▶ _PROBLEM REQUIREMENTS_: Your answer is the lines below, exactly, from the one that contains "[spot] the concrete" through the one that contains "[spot] the decorative", both included.

▶ _DATA PROVIDED_:
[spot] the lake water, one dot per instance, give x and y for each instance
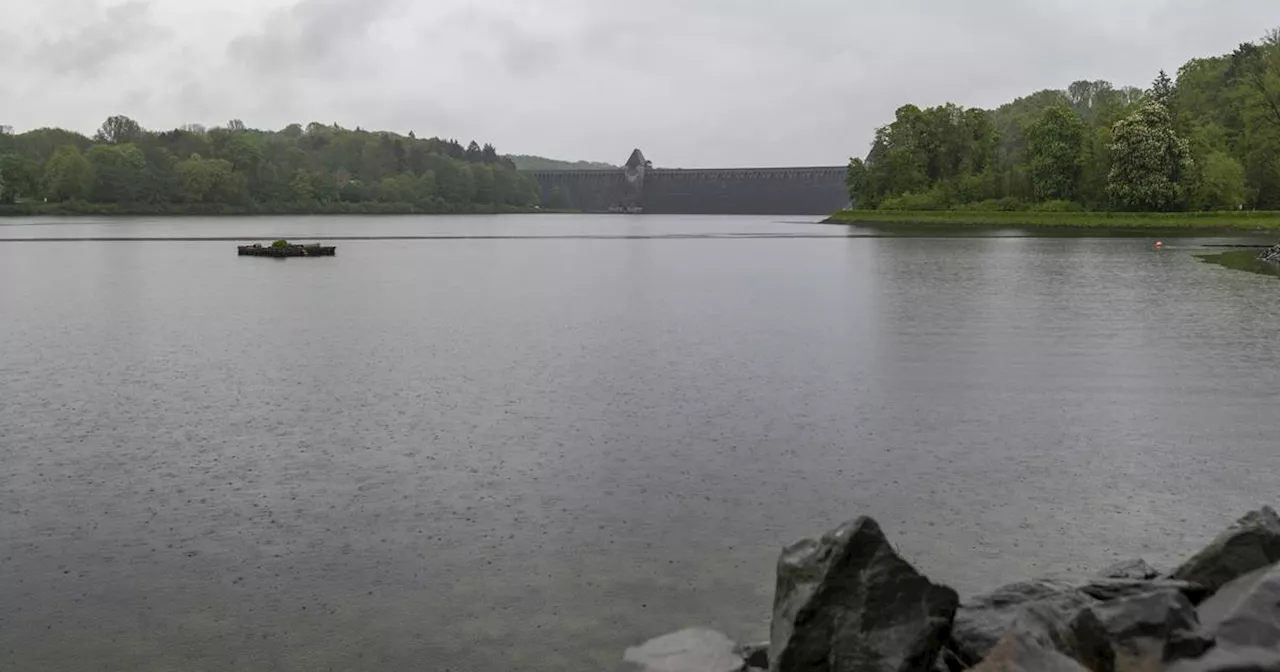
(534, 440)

...

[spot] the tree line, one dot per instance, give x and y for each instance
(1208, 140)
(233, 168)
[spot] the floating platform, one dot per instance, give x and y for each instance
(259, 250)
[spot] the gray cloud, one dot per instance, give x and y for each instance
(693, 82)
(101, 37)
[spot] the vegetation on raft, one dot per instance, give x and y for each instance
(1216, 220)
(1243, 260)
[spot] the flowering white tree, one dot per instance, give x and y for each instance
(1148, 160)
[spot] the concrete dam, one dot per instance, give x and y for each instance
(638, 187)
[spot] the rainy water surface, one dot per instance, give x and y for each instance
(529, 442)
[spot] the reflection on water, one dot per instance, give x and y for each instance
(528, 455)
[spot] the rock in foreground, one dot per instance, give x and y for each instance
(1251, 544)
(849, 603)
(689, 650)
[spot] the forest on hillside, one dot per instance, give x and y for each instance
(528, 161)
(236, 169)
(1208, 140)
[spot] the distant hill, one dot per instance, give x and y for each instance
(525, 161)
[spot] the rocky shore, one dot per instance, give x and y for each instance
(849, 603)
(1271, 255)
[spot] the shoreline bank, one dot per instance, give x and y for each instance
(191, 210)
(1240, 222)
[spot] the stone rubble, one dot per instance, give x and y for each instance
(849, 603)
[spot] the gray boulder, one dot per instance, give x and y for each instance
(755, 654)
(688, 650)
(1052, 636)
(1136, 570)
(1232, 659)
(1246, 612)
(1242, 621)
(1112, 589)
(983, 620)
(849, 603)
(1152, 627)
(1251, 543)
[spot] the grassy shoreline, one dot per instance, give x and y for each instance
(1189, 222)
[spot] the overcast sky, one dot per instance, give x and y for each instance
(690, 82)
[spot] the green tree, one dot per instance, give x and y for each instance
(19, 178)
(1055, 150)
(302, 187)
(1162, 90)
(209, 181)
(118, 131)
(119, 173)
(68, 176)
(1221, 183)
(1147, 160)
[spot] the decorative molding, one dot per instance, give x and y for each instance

==

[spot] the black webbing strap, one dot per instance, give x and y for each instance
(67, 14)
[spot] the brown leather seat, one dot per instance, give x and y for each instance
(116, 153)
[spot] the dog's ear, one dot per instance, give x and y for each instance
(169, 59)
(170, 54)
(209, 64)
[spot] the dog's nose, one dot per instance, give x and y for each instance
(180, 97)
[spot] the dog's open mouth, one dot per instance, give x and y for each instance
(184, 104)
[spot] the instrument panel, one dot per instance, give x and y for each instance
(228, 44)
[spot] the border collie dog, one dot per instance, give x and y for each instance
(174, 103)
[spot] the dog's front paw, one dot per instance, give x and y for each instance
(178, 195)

▶ _YOUR RESPONSE_:
[spot] the concrete dam, one dot per instance, give x and y for each instance
(638, 187)
[spot] the rainy water surface, one dot per instance, give x and y for each instance
(529, 442)
[spot] the reflection on water, one dot per instance, give x and y for each instance
(528, 455)
[spot] the rock in foreground, one dot per instance, give x and y for each instance
(1251, 544)
(849, 603)
(689, 650)
[spot] the forest on hillside, one dot per instance, give x and y for each instance
(528, 161)
(236, 169)
(1208, 140)
[spot] the distant hill, one dot per instance, give x and y for each instance
(525, 161)
[spot] the rocky shore, one dot per instance, give x and y for each instance
(849, 603)
(1271, 255)
[spot] the shoreline bank, one dot per instance, give x and y for each instance
(191, 210)
(1240, 222)
[spot] the stone rubble, one dot per instance, give x and y for each instance
(849, 603)
[spot] the gray boulder, one dot per instance, give x and y for each instance
(755, 654)
(688, 650)
(1052, 636)
(1136, 570)
(1232, 659)
(1246, 612)
(1242, 621)
(1112, 589)
(983, 620)
(849, 603)
(1152, 627)
(1251, 543)
[spot] the grassy shoreline, one dot per instance, give x and y for each instance
(1189, 222)
[spot] the overcast sky, one dot per instance, give x and y for each instance
(690, 82)
[spot] the green tree, one dot per instance, give x and y for each instance
(19, 178)
(1055, 150)
(302, 187)
(1162, 90)
(209, 181)
(118, 131)
(119, 173)
(68, 176)
(1221, 183)
(1147, 160)
[spot] the decorative molding, one dot per instance, give x and y for each instance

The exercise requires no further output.